What is being asked >> Update the stretch of the forum discussion from "Hmm, nothing comes" through "not religious myself.", putting "idea" in place of "concept".

Hmm, nothing comes to mind (my god has clearly forsaken me)

Several religions have ascribed special significance to dreams, which is kinda in your direction?

I like the concept, though I am not religious myself.

I’m studying neurology at the moment, and when you look at what the subconscious mind does every moment, let alone what it’s capable of, it makes the conscious mind seem like the idiot CEO put in charge of a company bursting with genuises. The kind of person that sends out a company-wide email in comic sans saying “Our competitor’s have launched there product!!”.

Obviously I’m not implying that consciousness is unnecessary…just making a point about the relationship.

this is a common “exoteric” explanation for occult phenomena. It is popular because people like it a lot more than the more obvious, “esoteric” explanation of the person being in contact with an outside intelligence (“familiar spirit”).

The idea of a superior intelligence resting in various forms of the “unconscious” originates from Carl Jung who was in contact with at least one such “intelligence” called Philemon (google Carl Jung Philemon). Jung clearly recognized that he was dealing with something that was not part of his own mind, so he invented the whole theory to explain it away in “materialistic” terms. Or, maybe these same spirits he was in contact with taught him the theory…

Incidentally, “unconscious” also figured in teachings of other contemporary psychologists who did not follow Jung, such as Freud, but others did not assign to it any notion of special powers. To Freud unconscious/subconscious was a source of the raw impulses such as violent or sexual, not a superior intelligence.

OP: I’ve heard this before from property dualists. Everything “spiritual” is ultimately reducible to a property of one’s mind, and the mind is merely the software side of the brain.

code_grey: While I’d heard of the collective unconscious, I thought it related more to evolutionary instincts, a type of hereditary knowledge. I had no idea Jung believed in some sort of quasi-spiritual phenomenon. All the more reason I’m happy I dumped my Jungian therapist.

It’s not a religion, but Julian Jaynes wrote a book back in 1976 with the daunting title the Origins of Consciousness in the Breakdown of the Bicameral Mind that actually became a bestseller, in which he claimed that all the way into historic times people experienced “the gods” as auditory hallucinations that “talked” to them. It was really, he claimed, one half of the brain sending signals to the other side via connections across the main fissure, and so the gods were literally in our heads. Writer Neal Stephenson acknowledged Jaynes’ influence in his book the Big U, but it arguably made a much bigger impact on his later Snow Crash.
There’s still a Julian Jaynes Society supporting this, but it’s not a faith

Some forms of humanism, and teachings of Socrates (know yourself) and Plato come to mind, along with the sayings ‘your divinity lies within’ by somebody that I can’t remember.

My favorite t-shirt has Buddha on it and says simply Inquire Within. I don’t think that you have to be particularly religious to benefit from Buddhist teachings about the self. You might find things that are written about “mindfulness” to be particularly helpful.

I agree regarding Buddhism: in the case of Tibetan Buddhism, anyway, I know quite a number of practitioners who chose to view it more as applied psychology than a religion. Of course, it CAN be practiced as a religion, and I know lots of people who do just that. I just don’t think it needs to be, and that meditation and a lot of the basic practices can bring enormous benefit to anybody who wants to study and practice with a qualified teacher. :slight_smile:

Reminds me of the joke about the Buddhist who goes to a hot dog vendor and asks “Can you make me one with everything?”

“How do you know you’re God?”

"Simple. When I pray to Him, I find I am talking to myself. "

The 14th Earl of Gurney.

… and pays with a $20 bill. When the Buddhist asked for his change the vendor replies, “Change comes from within.”

So, an atheistic philosophy with no supernatural elements? That seems counter to the definition of religion to me.

Even an an atheistic Buddhism still has karma and rebirth, both supernatural things. Not to mention the pantheon of Devas, other realms, the ability to visit them like the Buddha did, etc.

Extracted material >>
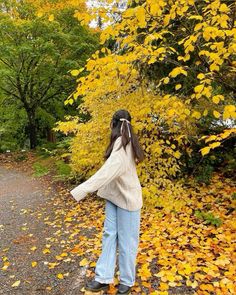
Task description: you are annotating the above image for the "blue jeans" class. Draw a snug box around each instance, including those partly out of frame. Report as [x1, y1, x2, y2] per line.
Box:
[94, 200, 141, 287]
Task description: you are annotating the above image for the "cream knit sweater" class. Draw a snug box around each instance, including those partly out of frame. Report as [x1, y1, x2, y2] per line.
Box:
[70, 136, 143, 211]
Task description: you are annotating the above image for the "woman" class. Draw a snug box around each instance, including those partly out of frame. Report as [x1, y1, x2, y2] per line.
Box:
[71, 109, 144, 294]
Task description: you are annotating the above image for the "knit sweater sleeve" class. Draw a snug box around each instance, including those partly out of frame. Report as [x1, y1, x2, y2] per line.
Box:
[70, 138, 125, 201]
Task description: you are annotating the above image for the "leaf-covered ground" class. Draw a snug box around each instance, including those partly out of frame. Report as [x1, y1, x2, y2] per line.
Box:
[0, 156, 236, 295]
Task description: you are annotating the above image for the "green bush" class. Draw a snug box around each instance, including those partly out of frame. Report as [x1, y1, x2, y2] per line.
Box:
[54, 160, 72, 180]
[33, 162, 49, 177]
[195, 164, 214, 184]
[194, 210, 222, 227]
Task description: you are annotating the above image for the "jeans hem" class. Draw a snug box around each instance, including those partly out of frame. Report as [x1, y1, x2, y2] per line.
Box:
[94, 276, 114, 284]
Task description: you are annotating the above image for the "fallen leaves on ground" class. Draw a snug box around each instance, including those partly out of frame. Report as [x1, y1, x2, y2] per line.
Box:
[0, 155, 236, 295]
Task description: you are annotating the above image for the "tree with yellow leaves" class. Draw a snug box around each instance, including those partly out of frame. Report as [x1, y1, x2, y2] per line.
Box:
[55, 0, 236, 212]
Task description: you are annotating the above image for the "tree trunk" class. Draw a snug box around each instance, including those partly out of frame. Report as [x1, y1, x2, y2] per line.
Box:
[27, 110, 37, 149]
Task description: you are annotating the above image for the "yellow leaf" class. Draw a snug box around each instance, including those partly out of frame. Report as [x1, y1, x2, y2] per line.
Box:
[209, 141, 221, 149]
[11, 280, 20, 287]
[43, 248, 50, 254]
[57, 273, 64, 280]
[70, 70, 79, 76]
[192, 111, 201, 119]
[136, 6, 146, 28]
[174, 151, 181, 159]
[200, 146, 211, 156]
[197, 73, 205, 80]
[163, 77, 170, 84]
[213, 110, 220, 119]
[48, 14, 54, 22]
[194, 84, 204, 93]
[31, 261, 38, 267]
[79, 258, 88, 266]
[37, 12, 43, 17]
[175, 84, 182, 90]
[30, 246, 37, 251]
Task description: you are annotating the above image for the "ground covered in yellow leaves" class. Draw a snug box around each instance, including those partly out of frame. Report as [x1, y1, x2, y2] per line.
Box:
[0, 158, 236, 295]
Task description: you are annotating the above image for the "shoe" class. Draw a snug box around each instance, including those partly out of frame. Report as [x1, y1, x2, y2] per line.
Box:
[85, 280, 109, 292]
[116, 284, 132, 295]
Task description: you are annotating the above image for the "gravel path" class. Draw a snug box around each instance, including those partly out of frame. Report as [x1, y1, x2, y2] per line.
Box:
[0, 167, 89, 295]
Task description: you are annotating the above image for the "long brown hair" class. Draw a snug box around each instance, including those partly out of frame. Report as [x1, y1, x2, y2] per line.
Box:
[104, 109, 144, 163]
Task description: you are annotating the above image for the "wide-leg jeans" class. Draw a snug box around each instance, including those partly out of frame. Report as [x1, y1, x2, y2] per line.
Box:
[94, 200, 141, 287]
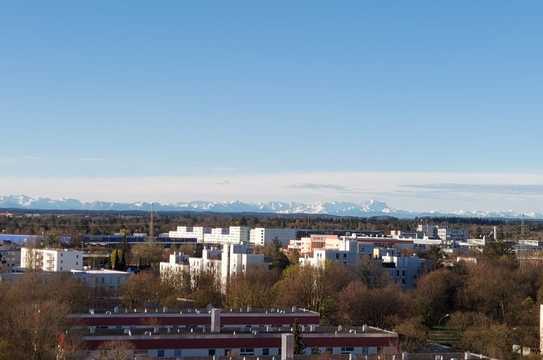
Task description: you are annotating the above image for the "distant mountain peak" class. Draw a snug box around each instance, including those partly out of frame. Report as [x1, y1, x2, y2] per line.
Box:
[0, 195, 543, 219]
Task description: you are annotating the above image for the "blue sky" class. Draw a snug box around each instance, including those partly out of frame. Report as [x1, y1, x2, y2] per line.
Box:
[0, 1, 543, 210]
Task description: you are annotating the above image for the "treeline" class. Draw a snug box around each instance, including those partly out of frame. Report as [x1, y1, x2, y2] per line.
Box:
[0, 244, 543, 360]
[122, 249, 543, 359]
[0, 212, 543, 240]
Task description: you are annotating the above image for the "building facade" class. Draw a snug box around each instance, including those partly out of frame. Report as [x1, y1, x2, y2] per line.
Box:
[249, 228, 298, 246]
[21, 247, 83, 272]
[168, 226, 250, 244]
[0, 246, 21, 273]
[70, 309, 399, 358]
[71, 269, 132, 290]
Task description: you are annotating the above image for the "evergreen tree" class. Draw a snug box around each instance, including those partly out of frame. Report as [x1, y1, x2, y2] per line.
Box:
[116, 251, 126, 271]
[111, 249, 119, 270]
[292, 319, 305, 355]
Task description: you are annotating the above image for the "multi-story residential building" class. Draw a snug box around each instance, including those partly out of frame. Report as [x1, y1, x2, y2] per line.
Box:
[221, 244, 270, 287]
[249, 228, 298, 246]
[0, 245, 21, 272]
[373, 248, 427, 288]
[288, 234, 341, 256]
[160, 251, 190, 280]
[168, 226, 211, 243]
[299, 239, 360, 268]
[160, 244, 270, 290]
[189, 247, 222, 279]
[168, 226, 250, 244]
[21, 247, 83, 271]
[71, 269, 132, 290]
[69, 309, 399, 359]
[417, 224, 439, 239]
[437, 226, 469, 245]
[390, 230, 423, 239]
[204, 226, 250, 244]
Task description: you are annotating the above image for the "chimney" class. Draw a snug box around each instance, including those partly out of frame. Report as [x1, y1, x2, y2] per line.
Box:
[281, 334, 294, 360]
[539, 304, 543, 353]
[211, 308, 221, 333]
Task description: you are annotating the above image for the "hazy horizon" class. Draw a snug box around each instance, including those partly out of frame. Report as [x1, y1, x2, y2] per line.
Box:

Written reply >>
Hmm, nothing comes to mind (my god has clearly forsaken me)

Several religions have ascribed special significance to dreams, which is kinda in your direction?

I like the idea, though I am not religious myself.